* OBJECTIVE: Starting at the first of the lines below and stopping after the line that contains "(1083, 603), (1198, 820)", set those lines out as a numbered list with blank lines dropped and the pictures left out.

* MATERIAL FOR THE TASK:
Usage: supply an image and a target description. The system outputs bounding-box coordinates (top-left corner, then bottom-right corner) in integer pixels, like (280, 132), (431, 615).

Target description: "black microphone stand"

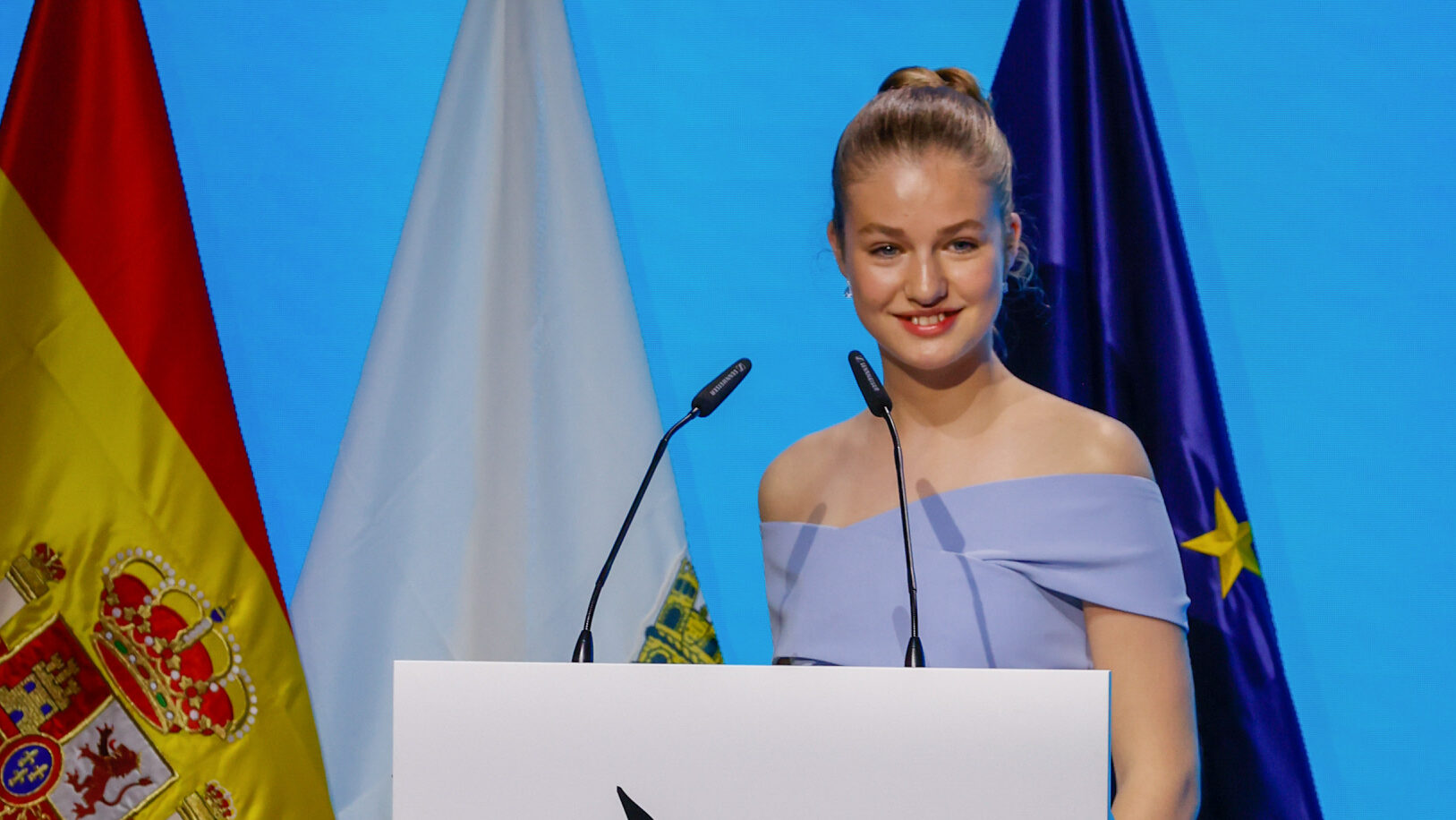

(571, 406), (695, 662)
(885, 409), (924, 667)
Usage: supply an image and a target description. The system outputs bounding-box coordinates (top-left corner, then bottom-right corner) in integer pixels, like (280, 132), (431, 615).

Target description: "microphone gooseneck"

(849, 349), (924, 667)
(571, 358), (753, 662)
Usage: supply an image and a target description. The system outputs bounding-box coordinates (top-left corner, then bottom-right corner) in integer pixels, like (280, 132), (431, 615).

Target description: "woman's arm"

(1083, 603), (1198, 820)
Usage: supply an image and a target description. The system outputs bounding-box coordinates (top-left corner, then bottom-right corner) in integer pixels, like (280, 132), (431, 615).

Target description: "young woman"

(759, 68), (1198, 820)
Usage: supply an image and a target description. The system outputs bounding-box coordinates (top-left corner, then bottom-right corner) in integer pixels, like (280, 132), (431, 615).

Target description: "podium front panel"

(393, 662), (1108, 820)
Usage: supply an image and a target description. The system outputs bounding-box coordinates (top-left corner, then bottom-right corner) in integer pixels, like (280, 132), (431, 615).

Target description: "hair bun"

(880, 65), (990, 107)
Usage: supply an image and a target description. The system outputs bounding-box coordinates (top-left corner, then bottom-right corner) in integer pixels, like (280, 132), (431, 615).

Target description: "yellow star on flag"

(1182, 488), (1259, 597)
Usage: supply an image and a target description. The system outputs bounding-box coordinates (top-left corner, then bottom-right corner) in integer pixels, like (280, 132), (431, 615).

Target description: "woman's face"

(829, 151), (1021, 372)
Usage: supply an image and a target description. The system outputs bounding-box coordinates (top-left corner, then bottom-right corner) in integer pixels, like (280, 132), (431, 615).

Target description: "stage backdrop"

(0, 0), (1456, 818)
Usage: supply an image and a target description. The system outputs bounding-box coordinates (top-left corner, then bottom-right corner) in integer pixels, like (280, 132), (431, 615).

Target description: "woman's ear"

(1006, 211), (1021, 271)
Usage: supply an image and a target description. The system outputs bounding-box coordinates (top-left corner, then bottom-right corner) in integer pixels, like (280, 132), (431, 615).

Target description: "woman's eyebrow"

(859, 220), (985, 237)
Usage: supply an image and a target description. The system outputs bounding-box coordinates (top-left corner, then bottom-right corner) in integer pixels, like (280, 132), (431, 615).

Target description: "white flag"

(293, 0), (716, 820)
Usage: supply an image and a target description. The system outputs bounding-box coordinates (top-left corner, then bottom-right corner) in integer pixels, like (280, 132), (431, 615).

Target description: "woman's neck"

(880, 339), (1017, 437)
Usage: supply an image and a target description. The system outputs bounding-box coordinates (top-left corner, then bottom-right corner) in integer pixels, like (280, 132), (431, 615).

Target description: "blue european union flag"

(992, 0), (1321, 820)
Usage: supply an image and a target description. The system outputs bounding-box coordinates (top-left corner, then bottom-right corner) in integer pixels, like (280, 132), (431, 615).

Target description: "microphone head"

(849, 349), (894, 418)
(693, 358), (753, 418)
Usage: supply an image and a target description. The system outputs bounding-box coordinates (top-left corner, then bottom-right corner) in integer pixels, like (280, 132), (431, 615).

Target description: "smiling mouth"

(896, 309), (961, 337)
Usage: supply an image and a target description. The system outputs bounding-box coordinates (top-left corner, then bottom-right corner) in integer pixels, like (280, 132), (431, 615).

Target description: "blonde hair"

(831, 65), (1031, 284)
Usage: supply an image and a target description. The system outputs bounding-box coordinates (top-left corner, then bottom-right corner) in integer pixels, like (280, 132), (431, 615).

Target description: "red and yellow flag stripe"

(0, 0), (332, 820)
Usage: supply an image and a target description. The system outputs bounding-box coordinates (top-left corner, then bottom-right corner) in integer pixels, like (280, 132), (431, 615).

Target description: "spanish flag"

(0, 0), (332, 820)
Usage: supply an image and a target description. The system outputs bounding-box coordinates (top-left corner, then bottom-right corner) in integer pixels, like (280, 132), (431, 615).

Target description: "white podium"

(393, 662), (1108, 820)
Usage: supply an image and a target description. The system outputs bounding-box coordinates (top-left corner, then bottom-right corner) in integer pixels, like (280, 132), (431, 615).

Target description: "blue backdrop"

(0, 0), (1456, 818)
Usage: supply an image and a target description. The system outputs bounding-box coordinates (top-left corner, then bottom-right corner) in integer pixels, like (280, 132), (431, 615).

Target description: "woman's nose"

(906, 253), (947, 307)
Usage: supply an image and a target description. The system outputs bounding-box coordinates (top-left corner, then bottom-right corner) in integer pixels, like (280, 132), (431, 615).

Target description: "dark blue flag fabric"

(992, 0), (1321, 820)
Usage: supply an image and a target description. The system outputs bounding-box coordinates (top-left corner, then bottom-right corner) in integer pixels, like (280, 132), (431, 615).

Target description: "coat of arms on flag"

(0, 544), (256, 820)
(0, 0), (332, 820)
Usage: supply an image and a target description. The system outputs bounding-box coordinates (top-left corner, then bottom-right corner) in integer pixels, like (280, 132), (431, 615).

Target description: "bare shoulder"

(1026, 390), (1154, 478)
(759, 418), (856, 521)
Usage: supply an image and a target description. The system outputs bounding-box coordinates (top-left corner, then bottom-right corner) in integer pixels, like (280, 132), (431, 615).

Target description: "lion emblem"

(65, 725), (151, 817)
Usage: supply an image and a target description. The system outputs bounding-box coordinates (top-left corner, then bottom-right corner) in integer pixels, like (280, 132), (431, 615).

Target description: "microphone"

(571, 358), (753, 662)
(849, 349), (924, 667)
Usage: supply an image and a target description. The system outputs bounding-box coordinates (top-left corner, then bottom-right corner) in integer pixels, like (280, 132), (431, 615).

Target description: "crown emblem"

(4, 543), (65, 602)
(92, 549), (258, 741)
(174, 781), (237, 820)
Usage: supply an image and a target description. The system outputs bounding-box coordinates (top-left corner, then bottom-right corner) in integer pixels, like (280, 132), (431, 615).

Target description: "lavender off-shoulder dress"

(762, 474), (1188, 669)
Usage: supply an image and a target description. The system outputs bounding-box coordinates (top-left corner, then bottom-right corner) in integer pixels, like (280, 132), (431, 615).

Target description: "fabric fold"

(762, 474), (1188, 669)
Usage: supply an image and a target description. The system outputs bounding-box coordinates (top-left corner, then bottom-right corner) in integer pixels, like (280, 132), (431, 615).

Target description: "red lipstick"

(896, 309), (961, 337)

* SOLUTION FOR THIS PROBLEM:
1. Usage: supply an image and a target description. The system outputs bounding-box coordinates (top-left corner, then bottom-right corner) in integer pixels, like (280, 132), (431, 615).
2. Target description: "black microphone stand"
3. (571, 406), (695, 662)
4. (885, 409), (924, 667)
5. Usage: supply an image and a target description. The system outputs bounding-box coordinates (top-left corner, then bottom-right corner) in integer pixels, like (280, 132), (431, 615).
6. Target description: "microphone gooseneck"
7. (849, 349), (924, 667)
8. (571, 358), (753, 662)
9. Usage: supply an image and a target description. The system outputs bounding-box coordinates (top-left corner, then bottom-right corner) in integer pixels, like (280, 132), (431, 615).
10. Target description: "woman's arm"
11. (1083, 603), (1198, 820)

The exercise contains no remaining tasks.